**TASKS AND EXERCISES:**
- 1) How many transplants were included in the single center study described in the abstract on HLA matching in kidney transplantation?
- 2) Based on the abstract on HLA matching in kidney transplantation, state whether each statement agrees with it. Answer yes or no for each and quote the words that decide it.
(a) The Eurotransplant database study covered transplants performed between 1985 and 2005.
(b) HLA-A,B matching gave an additional positive effect in the HLA-DR incompatible group.
(c) HLA-DR is more polymorphic than HLA-A,B.

Doxiadis II, de Fijter JW, Mallat MJ, Haasnoot GW, Ringers J, Persijn GG, Claas FH

Eurotransplant Reference Laboratory, Leiden University Medical Center, Leiden, the Netherlands. doxiadis@lumc.nl

BACKGROUND: The introduction of human leukocyte antigen (HLA)-matching in nonliving kidney transplantation has resulted into a better graft outcome, but also in an increase of waiting time, especially for patients with rare HLA phenotypes. We addressed the question of the differential influence of HLA-DR-matching versus HLA-A,B in clinical kidney transplantation. METHODS: We used Kaplan-Meier product limit method to estimate survival rates, and Cox proportional hazard regression for the estimation of relative risks (Hazard-ratios) for different variables. RESULTS: A single center study (n=456 transplants, performed between 1985 and 1999) showed that full HLA-DR compatibility leads to a lower incidence of biopsy confirmed acute rejections in the first 180 posttransplantation days. These results were substantiated using the Eurotransplant database (n=39,205 transplants performed between 1985 and 2005) where graft survival in the full HLA-DR compatible group was significantly better than in the incompatible. An additional positive effect of HLA-A,B matching was only found in the full HLA-DR compatible group. In both studies, the introduction of a single HLA-DR incompatibility eliminates the HLA-A,B matching effect. CONCLUSIONS: We propose to allocate postmortem kidneys only to patients with full HLA-DR compatibility, and use HLA-A,B compatibility as an additional selection criterion. All patients, irrespective of their ethnic origin, will profit since the polymorphism of HLA-DR is by far lower than that of HLA-A,B. Excessive kidney travel and cold ischemia time will be significantly reduced.

Published 14 May 2007 in Transplantation, 83(9): 1207-13.

Collected data
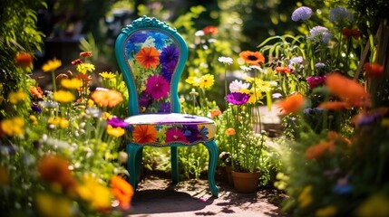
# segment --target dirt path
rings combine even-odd
[[[169,179],[147,176],[132,198],[130,216],[272,216],[278,213],[285,193],[263,189],[237,193],[232,186],[217,182],[220,193],[212,197],[207,180],[188,180],[171,184]]]

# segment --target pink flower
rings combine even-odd
[[[154,99],[167,97],[169,93],[169,82],[162,76],[154,75],[147,79],[146,92]]]
[[[188,143],[187,138],[184,136],[184,132],[180,128],[170,128],[166,131],[166,139],[165,142],[176,142],[180,141],[183,143]]]

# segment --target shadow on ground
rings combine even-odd
[[[135,192],[130,216],[270,216],[284,217],[279,204],[286,194],[274,189],[238,193],[222,182],[220,193],[211,196],[207,180],[188,180],[177,184],[169,179],[147,176]]]

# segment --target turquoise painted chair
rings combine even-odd
[[[170,147],[171,177],[177,183],[177,148],[203,144],[209,154],[209,189],[218,196],[216,125],[206,117],[180,113],[178,84],[188,59],[183,38],[166,23],[142,16],[122,30],[115,54],[129,91],[130,184],[136,188],[140,181],[143,146]]]

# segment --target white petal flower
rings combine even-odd
[[[229,91],[240,92],[241,90],[248,89],[249,83],[243,83],[242,80],[235,80],[229,84]]]

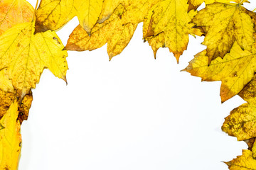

**SET OF ANSWERS:**
- 1) 456 transplants, performed between 1985 and 1999.

- 2)
(a) Yes: "n=39,205 transplants performed between 1985 and 2005"
(b) No: "An additional positive effect of HLA-A,B matching was only found in the full HLA-DR compatible group."
(c) No: "the polymorphism of HLA-DR is by far lower than that of HLA-A,B"